TASK DETAILS » Show every line in the records below that contains the word "roof", copied in full.

MATERIAL TO PROCESS »

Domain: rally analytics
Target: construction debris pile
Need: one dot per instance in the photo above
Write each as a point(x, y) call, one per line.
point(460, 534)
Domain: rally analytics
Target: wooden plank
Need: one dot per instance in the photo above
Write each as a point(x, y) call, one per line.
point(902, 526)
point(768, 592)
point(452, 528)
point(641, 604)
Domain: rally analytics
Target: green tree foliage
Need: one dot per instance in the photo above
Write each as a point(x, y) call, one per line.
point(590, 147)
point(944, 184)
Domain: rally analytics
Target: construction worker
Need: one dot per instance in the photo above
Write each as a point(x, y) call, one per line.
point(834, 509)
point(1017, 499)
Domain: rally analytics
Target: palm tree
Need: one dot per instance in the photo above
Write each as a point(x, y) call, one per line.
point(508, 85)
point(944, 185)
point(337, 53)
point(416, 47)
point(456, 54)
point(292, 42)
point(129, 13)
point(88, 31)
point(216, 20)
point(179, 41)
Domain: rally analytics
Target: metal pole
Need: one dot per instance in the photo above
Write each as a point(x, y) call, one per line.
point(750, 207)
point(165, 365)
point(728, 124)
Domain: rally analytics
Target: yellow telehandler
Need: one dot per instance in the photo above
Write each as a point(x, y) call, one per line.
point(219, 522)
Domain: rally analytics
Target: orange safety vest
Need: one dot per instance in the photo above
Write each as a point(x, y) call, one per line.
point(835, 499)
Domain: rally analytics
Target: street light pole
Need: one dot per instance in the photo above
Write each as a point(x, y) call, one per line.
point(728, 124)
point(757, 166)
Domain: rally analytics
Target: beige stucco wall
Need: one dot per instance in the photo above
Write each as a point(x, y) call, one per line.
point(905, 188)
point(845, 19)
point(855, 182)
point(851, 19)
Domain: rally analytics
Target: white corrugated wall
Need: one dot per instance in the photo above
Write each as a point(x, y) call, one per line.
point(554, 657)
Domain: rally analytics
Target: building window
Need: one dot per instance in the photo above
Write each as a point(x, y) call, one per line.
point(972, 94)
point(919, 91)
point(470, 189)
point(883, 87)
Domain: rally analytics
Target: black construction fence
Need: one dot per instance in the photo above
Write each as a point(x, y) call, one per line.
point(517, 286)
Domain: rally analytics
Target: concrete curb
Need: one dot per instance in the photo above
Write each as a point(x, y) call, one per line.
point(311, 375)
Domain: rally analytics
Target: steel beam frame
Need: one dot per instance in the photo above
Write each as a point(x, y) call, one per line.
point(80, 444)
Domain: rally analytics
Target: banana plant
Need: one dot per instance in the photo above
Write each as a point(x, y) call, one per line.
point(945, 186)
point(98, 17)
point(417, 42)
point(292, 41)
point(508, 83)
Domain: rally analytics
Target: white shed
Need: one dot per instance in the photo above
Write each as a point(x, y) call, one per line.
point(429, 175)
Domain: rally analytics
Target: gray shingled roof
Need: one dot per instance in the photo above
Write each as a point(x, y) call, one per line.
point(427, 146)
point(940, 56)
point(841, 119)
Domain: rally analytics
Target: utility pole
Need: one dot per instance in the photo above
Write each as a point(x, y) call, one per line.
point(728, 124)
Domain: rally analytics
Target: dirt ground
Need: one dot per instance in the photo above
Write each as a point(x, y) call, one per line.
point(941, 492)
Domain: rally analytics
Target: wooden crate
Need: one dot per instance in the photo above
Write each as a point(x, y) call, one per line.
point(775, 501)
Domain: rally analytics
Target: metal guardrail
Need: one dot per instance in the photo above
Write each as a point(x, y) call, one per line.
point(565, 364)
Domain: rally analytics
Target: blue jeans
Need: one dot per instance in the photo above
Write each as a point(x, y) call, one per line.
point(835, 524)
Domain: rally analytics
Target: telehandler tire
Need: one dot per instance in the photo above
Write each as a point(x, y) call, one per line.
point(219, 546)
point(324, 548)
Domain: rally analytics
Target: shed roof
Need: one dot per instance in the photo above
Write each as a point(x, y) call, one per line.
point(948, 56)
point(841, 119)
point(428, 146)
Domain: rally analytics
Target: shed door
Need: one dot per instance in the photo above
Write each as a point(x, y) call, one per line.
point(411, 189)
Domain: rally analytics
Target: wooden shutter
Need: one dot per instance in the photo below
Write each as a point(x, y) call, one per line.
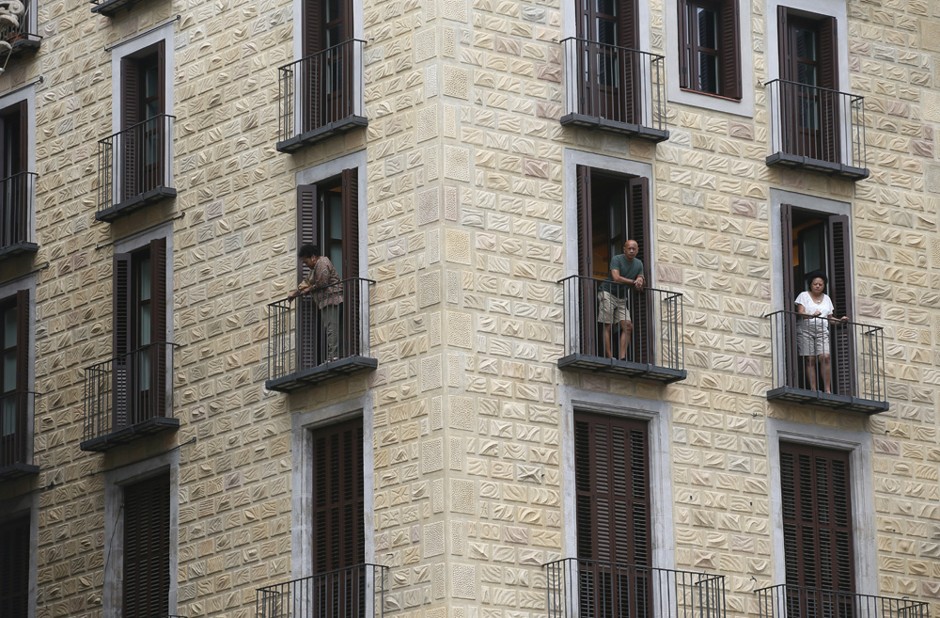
point(121, 318)
point(338, 497)
point(638, 214)
point(729, 50)
point(843, 345)
point(146, 586)
point(14, 567)
point(159, 352)
point(817, 522)
point(613, 515)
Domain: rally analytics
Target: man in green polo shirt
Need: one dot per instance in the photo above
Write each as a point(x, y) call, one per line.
point(626, 272)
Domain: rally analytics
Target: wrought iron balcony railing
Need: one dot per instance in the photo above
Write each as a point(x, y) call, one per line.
point(135, 168)
point(594, 589)
point(320, 95)
point(817, 128)
point(319, 336)
point(615, 88)
point(354, 592)
point(828, 363)
point(783, 601)
point(15, 451)
point(655, 350)
point(17, 198)
point(129, 396)
point(17, 35)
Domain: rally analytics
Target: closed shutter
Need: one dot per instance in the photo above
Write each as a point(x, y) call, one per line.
point(638, 213)
point(843, 347)
point(338, 521)
point(159, 353)
point(817, 525)
point(14, 567)
point(613, 515)
point(146, 585)
point(120, 364)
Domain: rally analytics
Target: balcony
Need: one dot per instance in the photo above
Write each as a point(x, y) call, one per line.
point(15, 434)
point(128, 397)
point(607, 590)
point(854, 370)
point(783, 601)
point(655, 351)
point(135, 168)
point(615, 89)
point(17, 200)
point(300, 352)
point(354, 592)
point(320, 96)
point(16, 39)
point(817, 129)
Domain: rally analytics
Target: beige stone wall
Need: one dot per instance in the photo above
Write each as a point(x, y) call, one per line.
point(466, 239)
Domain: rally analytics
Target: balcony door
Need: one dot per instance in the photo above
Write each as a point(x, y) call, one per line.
point(143, 126)
point(810, 101)
point(613, 516)
point(140, 349)
point(328, 216)
point(819, 242)
point(326, 85)
point(612, 208)
point(608, 64)
point(338, 524)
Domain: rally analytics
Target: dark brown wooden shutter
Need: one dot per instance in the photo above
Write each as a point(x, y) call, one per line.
point(338, 497)
point(121, 318)
point(817, 522)
point(638, 214)
point(843, 345)
point(14, 567)
point(159, 353)
point(729, 50)
point(785, 334)
point(146, 586)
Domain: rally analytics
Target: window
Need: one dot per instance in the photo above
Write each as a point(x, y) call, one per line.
point(817, 520)
point(14, 567)
point(613, 515)
point(328, 216)
point(708, 47)
point(140, 335)
point(146, 576)
point(809, 70)
point(814, 242)
point(612, 208)
point(15, 434)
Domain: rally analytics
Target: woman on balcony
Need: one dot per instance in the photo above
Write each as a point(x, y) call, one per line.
point(815, 308)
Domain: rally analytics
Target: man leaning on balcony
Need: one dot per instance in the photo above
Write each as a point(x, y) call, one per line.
point(626, 271)
point(324, 284)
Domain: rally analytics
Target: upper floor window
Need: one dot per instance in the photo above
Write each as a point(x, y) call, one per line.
point(708, 47)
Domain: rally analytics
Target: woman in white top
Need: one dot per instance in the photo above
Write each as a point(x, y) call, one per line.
point(815, 307)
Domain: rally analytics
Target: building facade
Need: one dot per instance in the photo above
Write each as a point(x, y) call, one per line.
point(474, 435)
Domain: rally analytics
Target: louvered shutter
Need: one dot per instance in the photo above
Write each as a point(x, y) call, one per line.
point(613, 515)
point(338, 525)
point(786, 333)
point(729, 50)
point(817, 523)
point(121, 318)
point(146, 582)
point(638, 213)
point(351, 327)
point(584, 290)
point(159, 353)
point(843, 344)
point(14, 567)
point(307, 314)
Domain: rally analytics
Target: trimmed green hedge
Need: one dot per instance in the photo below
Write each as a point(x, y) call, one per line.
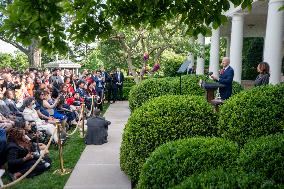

EXPECTED ANSWER »
Target: gray shingled roof
Target: shed roof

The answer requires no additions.